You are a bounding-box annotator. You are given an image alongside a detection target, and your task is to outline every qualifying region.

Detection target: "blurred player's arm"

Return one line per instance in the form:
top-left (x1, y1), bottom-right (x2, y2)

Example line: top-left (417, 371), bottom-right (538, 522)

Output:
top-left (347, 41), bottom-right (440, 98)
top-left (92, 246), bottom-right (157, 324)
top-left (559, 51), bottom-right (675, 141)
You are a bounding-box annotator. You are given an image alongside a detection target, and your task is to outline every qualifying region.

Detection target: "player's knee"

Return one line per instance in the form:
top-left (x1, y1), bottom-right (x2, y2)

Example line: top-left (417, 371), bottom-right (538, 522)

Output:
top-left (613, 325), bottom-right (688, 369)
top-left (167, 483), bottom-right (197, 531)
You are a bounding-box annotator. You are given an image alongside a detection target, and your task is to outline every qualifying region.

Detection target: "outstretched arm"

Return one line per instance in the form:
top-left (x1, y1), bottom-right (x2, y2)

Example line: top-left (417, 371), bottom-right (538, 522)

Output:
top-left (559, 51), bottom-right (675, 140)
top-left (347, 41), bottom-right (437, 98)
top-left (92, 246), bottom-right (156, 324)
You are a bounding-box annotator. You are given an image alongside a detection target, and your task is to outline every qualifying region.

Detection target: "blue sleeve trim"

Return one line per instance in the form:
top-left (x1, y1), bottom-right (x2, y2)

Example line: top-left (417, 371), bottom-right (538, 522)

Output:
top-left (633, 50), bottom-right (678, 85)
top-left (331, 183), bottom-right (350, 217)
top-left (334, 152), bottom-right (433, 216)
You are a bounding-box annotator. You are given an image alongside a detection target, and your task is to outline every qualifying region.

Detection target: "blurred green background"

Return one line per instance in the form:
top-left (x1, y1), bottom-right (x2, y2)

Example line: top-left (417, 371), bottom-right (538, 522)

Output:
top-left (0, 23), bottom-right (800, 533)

========

» Work instructions
Render the rows above as a two-column CSV with the header instruction,boxes, giving one line for each row: the full text in the instruction column and its answer in the boxes column, with each value in a single quoted field and every line break replaced by a space.

» Problem solution
instruction,boxes
"You are a bounding-box annotator. You are given an image alongside a detection target, and your task is to outline every qualifying region. Detection target: ""blurred player's arm"" Return one line per instance in the form: top-left (x1, y1), bottom-right (x2, y2) Example line: top-left (417, 371), bottom-right (538, 522) Output:","top-left (347, 41), bottom-right (440, 98) top-left (92, 246), bottom-right (157, 324) top-left (559, 51), bottom-right (675, 141)"
"You are a bounding-box annotator. You are given an image alongside a detection target, and your task is to outline every qualifying region. Detection target: ""player's knee"" Return one line per instance in the form: top-left (x1, y1), bottom-right (x2, y2) Example line: top-left (417, 371), bottom-right (538, 522) Output:","top-left (613, 325), bottom-right (688, 369) top-left (167, 483), bottom-right (197, 531)"
"You are a bounding-box annotator. You are given an image alongside a detection target, and your task is to outline every qualifying region. Detection target: ""outstretched arm"" Return one line per instance in the form: top-left (x1, y1), bottom-right (x2, y2) Example line: top-left (417, 371), bottom-right (538, 522) Output:","top-left (559, 51), bottom-right (675, 140) top-left (347, 41), bottom-right (437, 98) top-left (92, 246), bottom-right (156, 324)"
"You are a bounding-box annotator. You are given an image alongside a detection target, and your task is to outline every qualifying region. Detection target: ""blue sleeve trim"" Return one line per instance in the form: top-left (x1, y1), bottom-right (x2, y2) Example line: top-left (417, 371), bottom-right (538, 522) Output:","top-left (633, 50), bottom-right (678, 85) top-left (331, 183), bottom-right (350, 217) top-left (334, 152), bottom-right (433, 216)"
"You are a bounding-box annotator. You are given an image alongside a detection target, and your task is to outline every qualifying region. Detection target: ""blurred green background"" Return one line per instance in the form: top-left (x1, y1), bottom-right (x2, y2) Example line: top-left (417, 371), bottom-right (538, 522) Output:","top-left (0, 23), bottom-right (800, 533)"